* **Consignes de l'exercice**
A. Selon le texte sur le stage à Point de repères, quelle approche l'organisme prône-t-il ?
B. Poursuivez le texte sur le stage à Point de repères en reprenant après sa dernière phrase.

* **Extrait du texte**
------------------------------------------------------------

L’été dernier, j’ai réalisé un stage de huit semaines à Point de repères, un organisme communautaire du quartier Saint-Roch qui œuvre en prévention et éducation des ITSS et de la toxicomanie auprès des populations vulnérables.
Prélude sur l’organisme
Point de repères prône la réduction des méfaits, une approche peu conventionnelle qui vise à agir sur la prévention des conséquences néfastes d’un comportement plutôt que sur le comportement en soi. Ainsi, l’organisme distribue des condoms et du matériel de consommation stérile, comme des seringues, et offre un service de récupération de seringues souillées. C’est un lieu où les personnes qui bénéficient des services de l’organisme peuvent exister pleinement, sans jugement par rapport à leur toxicomanie ; un sujet souvent tabou des autres organismes communautaires. Cette ouverture d’esprit permet aux intervenants de renseigner les utilisateurs des risques de leur consommation et des solutions pour diminuer ceux-ci. Loin d’être moralisateurs, ces employés sont d’une grande écoute pour les participants et d’une empathie énorme. Par ailleurs, cet organisme du quartier Saint-Roch engage aussi bien des professionnels que d’anciens toxicomanes. La clientèle de Point de repères n’est toutefois pas représentative de l’ensemble des toxicomanes, qui peut comprendre avocats, comptables et professionnels de la santé. En effet, l’organisme est majoritairement spécialisé auprès des personnes qui sont soit en situation d’incarcération, pratiquant le travail du sexe, vivant avec le VIH/Sida, les hépatites ou encore en situation d’itinérance ou de désaffiliation.
Point marquant de ma formation professionnelle
Ainsi, le 6 juillet 2015, j’arrive au 225 Dorchester remplie d’attentes, d’appréhensions et, bien malgré moi, de préjugés, loin de m’imaginer à quel point les huit prochaines semaines bouleverseront à tout jamais ma future carrière en tant que médecin. Tout d’abord, mon envie de sortir de ma zone de confort, de vivre des chocs de valeurs et mon ignorance sur ce sujet m’ont poussé à vouloir réaliser ce stage. En outre, consciente de mes préjugés envers cette clientèle, je désirais aller directement à la source pour comprendre leur réalité et de ce fait invalider, ou encore, confirmer mes idées préconçues. Donc, pendant deux mois, à raison de quatre jours par semaine, j’ai été stagiaire, non pas de médecine, mais bien d’intervention en milieu communautaire. Ainsi, j’étais la plupart du temps au site fixe où je discutais avec les participants et où j’ai eu la chance de tisser des liens avec des personnes extraordinaires. Le langage cru et même vulgaire et les sujets touchants au sexe et à la drogue faisaient partie du pain quotidien. Cependant, cela démontre bien la confiance des participants envers l’organisme. D’ailleurs, j’ai eu l’occasion d’entendre plusieurs histoires de vie au cours de mon stage, ce qui m’a été d’une grande aide pour comprendre la réalité et le cheminement des participants de Point de repères.

------------------------------------------------------------

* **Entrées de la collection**
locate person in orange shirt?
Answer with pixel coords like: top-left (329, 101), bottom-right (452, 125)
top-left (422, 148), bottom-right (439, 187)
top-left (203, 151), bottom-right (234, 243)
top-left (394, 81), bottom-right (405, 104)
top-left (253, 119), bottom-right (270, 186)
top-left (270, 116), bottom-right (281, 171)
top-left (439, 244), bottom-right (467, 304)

------------------------------------------------------------

* **Corrigé des consignes**
A. La réduction des méfaits.

B.
J’ai aussi pu toucher aux autres volets de l’organisme. J’ai accompagné deux fois une travailleuse de rue, pris part à une séance du Dragon qui dort ; groupe de soutien pour les personnes atteintes de l’hépatite C, été dans l’unité mobile pour une soirée et j’en passe. Bien que j’ai vécu quelques situations difficiles qui m’ont octroyé bon nombre d’interrogations, ce que je retiens le plus de mon été fut les gens attachants, drôles et touchants que j’ai rencontrés. La trace que j’ai laissée dans la vie des participants est probablement très minime, mais l’inverse est tout à fait différent ! En ce qui concerne ma formation personnelle, j’ai énormément grandi. J’ai appris à mettre mes limites, à plus m’affirmer et à mieux me connaître. J’ai notamment acquis une plus grande ouverture d’esprit et solidifié des principes et valeurs. En contrepartie, ce stage a sans aucun doute égayé mes connaissances médicales sur les drogues et ITSS. Je pouvais demander directement à une personne qui utilise régulièrement des substances illicites les raisons de sa consommation, l’effet recherché et les conséquences. Ce stage a confirmé mon désir de vouloir travailler auprès de cette clientèle dans ma future pratique. Je le recommande fortement à tout étudiant en médecine !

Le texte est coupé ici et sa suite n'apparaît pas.